━━ Data in this exercise ━━

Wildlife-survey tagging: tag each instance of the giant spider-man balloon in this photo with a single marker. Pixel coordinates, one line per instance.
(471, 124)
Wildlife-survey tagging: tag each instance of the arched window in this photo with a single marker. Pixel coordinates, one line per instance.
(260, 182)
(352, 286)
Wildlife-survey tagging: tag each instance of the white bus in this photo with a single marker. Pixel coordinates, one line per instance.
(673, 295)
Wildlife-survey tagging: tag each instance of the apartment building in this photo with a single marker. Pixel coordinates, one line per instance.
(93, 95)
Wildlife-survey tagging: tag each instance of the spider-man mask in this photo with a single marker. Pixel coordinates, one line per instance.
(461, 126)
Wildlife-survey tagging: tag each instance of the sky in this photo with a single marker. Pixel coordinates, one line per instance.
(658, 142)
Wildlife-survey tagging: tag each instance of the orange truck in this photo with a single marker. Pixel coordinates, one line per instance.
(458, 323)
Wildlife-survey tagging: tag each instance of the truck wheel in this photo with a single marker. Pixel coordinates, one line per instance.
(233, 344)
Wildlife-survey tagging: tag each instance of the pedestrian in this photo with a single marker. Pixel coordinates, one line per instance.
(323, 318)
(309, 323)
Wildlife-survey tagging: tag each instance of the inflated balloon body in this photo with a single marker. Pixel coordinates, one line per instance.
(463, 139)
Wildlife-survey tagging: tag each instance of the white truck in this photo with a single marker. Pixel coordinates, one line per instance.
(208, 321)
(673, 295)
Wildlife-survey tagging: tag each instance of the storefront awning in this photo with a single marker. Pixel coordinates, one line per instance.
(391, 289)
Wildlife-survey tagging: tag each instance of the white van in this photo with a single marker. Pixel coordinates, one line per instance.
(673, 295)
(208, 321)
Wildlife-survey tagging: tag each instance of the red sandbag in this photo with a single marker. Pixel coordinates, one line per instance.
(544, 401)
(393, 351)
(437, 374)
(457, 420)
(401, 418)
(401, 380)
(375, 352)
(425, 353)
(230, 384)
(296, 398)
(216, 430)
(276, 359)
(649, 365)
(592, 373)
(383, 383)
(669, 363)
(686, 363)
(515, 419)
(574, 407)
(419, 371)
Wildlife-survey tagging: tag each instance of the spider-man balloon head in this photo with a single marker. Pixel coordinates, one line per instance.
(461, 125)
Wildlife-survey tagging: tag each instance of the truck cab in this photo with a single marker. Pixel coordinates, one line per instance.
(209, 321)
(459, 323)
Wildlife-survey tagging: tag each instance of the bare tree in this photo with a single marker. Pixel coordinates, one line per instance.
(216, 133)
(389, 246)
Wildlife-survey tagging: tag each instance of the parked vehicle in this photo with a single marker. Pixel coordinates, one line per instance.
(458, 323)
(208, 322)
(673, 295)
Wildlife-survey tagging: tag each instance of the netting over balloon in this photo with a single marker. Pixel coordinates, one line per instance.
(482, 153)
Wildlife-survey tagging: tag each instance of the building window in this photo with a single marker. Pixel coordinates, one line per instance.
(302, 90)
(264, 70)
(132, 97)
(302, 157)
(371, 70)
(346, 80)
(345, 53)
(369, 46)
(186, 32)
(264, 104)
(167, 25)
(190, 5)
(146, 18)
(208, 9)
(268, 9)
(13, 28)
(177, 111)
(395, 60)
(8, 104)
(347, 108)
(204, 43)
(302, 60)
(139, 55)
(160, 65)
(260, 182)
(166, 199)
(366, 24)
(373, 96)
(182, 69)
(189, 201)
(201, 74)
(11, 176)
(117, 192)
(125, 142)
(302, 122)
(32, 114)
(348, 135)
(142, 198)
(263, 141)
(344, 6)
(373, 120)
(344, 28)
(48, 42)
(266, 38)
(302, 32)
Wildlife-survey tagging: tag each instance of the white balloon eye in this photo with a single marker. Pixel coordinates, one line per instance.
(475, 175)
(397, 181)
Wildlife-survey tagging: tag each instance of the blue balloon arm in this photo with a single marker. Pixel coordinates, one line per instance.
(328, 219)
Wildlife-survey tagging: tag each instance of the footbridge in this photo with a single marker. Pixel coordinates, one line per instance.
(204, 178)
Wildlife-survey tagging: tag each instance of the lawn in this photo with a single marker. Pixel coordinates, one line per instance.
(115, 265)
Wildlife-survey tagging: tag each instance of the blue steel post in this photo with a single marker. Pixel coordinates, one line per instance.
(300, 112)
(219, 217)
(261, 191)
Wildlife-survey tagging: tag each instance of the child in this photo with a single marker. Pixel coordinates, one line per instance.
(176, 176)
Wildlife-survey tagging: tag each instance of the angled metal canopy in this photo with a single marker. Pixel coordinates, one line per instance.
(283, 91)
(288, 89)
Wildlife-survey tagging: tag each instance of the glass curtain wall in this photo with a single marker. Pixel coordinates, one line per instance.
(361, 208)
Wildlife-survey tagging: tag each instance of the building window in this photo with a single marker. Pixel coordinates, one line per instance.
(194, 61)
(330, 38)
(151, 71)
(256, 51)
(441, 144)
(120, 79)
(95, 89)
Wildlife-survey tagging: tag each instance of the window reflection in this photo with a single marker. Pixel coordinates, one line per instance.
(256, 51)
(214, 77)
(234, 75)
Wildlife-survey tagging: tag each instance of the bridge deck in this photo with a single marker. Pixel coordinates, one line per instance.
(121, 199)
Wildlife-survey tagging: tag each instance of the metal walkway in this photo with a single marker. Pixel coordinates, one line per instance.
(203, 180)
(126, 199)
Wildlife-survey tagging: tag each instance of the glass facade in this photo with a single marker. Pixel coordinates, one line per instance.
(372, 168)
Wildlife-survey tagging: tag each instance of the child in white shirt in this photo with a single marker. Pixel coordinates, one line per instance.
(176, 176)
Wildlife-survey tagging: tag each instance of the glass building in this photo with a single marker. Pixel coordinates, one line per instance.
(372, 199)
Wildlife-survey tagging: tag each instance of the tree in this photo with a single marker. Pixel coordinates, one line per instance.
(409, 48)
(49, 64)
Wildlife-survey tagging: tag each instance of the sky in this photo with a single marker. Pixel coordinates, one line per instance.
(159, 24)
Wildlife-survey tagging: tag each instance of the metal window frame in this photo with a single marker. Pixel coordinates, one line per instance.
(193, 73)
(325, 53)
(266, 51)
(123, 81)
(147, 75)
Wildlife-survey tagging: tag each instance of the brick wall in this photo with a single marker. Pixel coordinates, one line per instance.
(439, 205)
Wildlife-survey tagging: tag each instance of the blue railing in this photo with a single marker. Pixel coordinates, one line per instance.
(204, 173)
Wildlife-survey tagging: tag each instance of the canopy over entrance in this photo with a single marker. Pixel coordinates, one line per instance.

━━━

[Aim of the exercise] Each of the records is to be written out again exactly.

[Your response]
Wildlife-survey tagging: tag each instance of the giant spider-man balloon in this photo with a single marker. Pixel coordinates, one line per instance.
(471, 124)
Wildlife-survey tagging: tag each instance of the arched window in this photo with a single marker. Pixel coordinates, one line per instance.
(260, 182)
(352, 286)
Wildlife-survey tagging: tag each instance of the white bus in this photo with a single marker. Pixel coordinates, one line per instance.
(673, 295)
Wildlife-survey tagging: tag each instance of the apartment building in this photo with a single marker. Pixel coordinates, one line per instance.
(93, 95)
Wildlife-survey tagging: tag each instance of the spider-man mask in this photo with a single marker. Pixel coordinates, one line per instance.
(461, 126)
Wildlife-survey tagging: tag each instance of the sky in this photo with a single marker. Pixel coordinates, one line per instance.
(658, 142)
Wildlife-survey tagging: tag each instance of the orange truck in this photo with a single marker. Pixel coordinates, one line per instance.
(458, 323)
Wildlife-survey tagging: tag each instance of the truck wheel in this photo with a single marker. Pixel coordinates, one line per instance.
(233, 344)
Wildlife-survey tagging: tag each instance of the pedestrian in this photo with a single marker. Pixel coordinates, one line per instance.
(323, 318)
(309, 323)
Wildlife-survey tagging: tag each instance of the inflated balloon body in this photo with a single marker. Pixel coordinates, one line per instance.
(463, 139)
Wildlife-survey tagging: tag each instance of the white truck in this photo with a single marker. Pixel coordinates, one line per instance.
(208, 321)
(673, 295)
Wildlife-survey tagging: tag each instance of the storefront awning in this photo with a single marker. Pixel coordinates, one line per instance.
(391, 289)
Wildlife-survey tagging: tag each instance of the white van in this photo with a single marker. Pixel coordinates, one line per instance.
(673, 295)
(208, 321)
Wildlife-survey tagging: tag each instance of the red sandbag in this photo with a single marker. Pixel coordinates, one line per instance.
(544, 401)
(393, 351)
(437, 374)
(457, 420)
(401, 418)
(401, 380)
(375, 352)
(425, 353)
(230, 384)
(296, 398)
(216, 430)
(276, 359)
(649, 365)
(592, 373)
(383, 383)
(669, 363)
(686, 363)
(515, 419)
(574, 407)
(419, 371)
Wildlife-survey tagging: tag each instance of the spider-man balloon head in this photo with a single marker. Pixel coordinates, one line per instance.
(461, 125)
Wildlife-survey tagging: tag each instance of the truck cab in this photo with a single marker. Pixel coordinates, one line per instance.
(209, 321)
(459, 323)
Wildlife-survey tagging: tag each instance of the bare tree in this photo with a single marker. Pixel coordinates, one line per instance.
(216, 133)
(389, 246)
Wildlife-survey tagging: tag each instance of the parked vehicle in this photo with a single marker. Pixel coordinates, one line per instance.
(458, 323)
(208, 322)
(673, 295)
Wildlife-survey tagging: tag each instance of the netting over balloon in this photo with a single marker. Pixel coordinates, one line per instance.
(482, 153)
Wildlife-survey tagging: tag each instance of the building window in this photo with a single marker. Pixel coordinates, one line per instance.
(302, 90)
(264, 70)
(132, 97)
(302, 157)
(371, 70)
(346, 80)
(345, 53)
(369, 46)
(186, 32)
(264, 104)
(167, 25)
(190, 5)
(146, 18)
(208, 9)
(268, 9)
(13, 28)
(177, 111)
(395, 60)
(8, 104)
(347, 108)
(204, 43)
(302, 60)
(139, 55)
(160, 65)
(260, 182)
(166, 199)
(366, 24)
(373, 96)
(182, 69)
(189, 201)
(201, 74)
(11, 176)
(117, 192)
(125, 142)
(302, 122)
(32, 114)
(348, 135)
(142, 198)
(263, 141)
(344, 6)
(373, 120)
(344, 28)
(48, 42)
(266, 38)
(302, 32)
Wildlife-survey tagging: tag each instance of the white balloon eye in this photo with a single marker. Pixel coordinates, one line per instance.
(475, 175)
(397, 181)
Wildlife-survey tagging: tag each instance of the blue balloon arm in this photo with a single marker. Pixel coordinates, one line per instance.
(328, 219)
Wildlife-survey tagging: tag each instance of the footbridge in this photo with a single marker. Pixel coordinates, one line per instance.
(204, 178)
Wildlife-survey tagging: tag each instance of the lawn in this photo with a single marker. Pixel coordinates, one line per instance.
(115, 265)
Wildlife-survey tagging: tag each instance of the blue steel post in this photo with a single marker. Pixel coordinates, one line per instance.
(300, 112)
(219, 217)
(261, 191)
Wildlife-survey tagging: tag each instance of the child in this photo with a single marker. Pixel coordinates, one line per instance.
(176, 176)
Wildlife-survey tagging: tag each instance of the angled metal canopy in this photo with a single marker. Pixel coordinates, one line per instance.
(283, 91)
(288, 89)
Wildlife-survey tagging: tag each instance of the glass curtain wall in this photo with a single marker. Pixel coordinates, one line per instance.
(361, 208)
Wildlife-survey tagging: tag each instance of the building window in this photo with a single marker. Pixel coordinates, one line per instance.
(194, 61)
(330, 38)
(151, 71)
(256, 51)
(441, 144)
(120, 79)
(95, 89)
Wildlife-survey tagging: tag each instance of the window reflection in this photo with a single marker. Pixel coordinates, one line per instance.
(256, 51)
(214, 77)
(234, 75)
Wildlife-survey tagging: tag each instance of the bridge deck in this photo with a single marker. Pixel coordinates, one line per instance.
(121, 199)
Wildlife-survey tagging: tag each instance of the metal walkway in this photo with a single marker. Pixel coordinates, one line per instance.
(203, 180)
(126, 199)
Wildlife-survey tagging: tag each instance of the glass facade in this photo with a single marker. Pixel coordinates, one line per instance.
(372, 168)
Wildlife-survey tagging: tag each instance of the child in white shirt in this photo with a single marker. Pixel coordinates, one line per instance.
(176, 176)
Wildlife-survey tagging: tag each instance of the glass building in this photo with a single marker. Pixel coordinates, one line per instance.
(372, 199)
Wildlife-survey tagging: tag each instance of the tree in this photo with a single marker. Pixel coordinates, one line per instance.
(409, 48)
(49, 64)
Wildlife-survey tagging: tag each instance of the sky in this photo with a single marker. Pixel coordinates, one line per instance.
(159, 24)
Wildlife-survey tagging: tag each instance of the metal window frame in this photo with a single marker. Pixel coordinates, one line per instance.
(193, 73)
(325, 53)
(266, 51)
(123, 81)
(147, 75)
Wildlife-survey tagging: tag each instance of the brick wall in this photo with a single marker. Pixel coordinates, one line per instance.
(439, 205)
Wildlife-survey tagging: tag each instance of the blue railing in this photo with a single marker. Pixel coordinates, one line per instance.
(204, 173)
Wildlife-survey tagging: tag each instance of the canopy over entrance in this photo with a single marker. Pixel coordinates, one line per instance.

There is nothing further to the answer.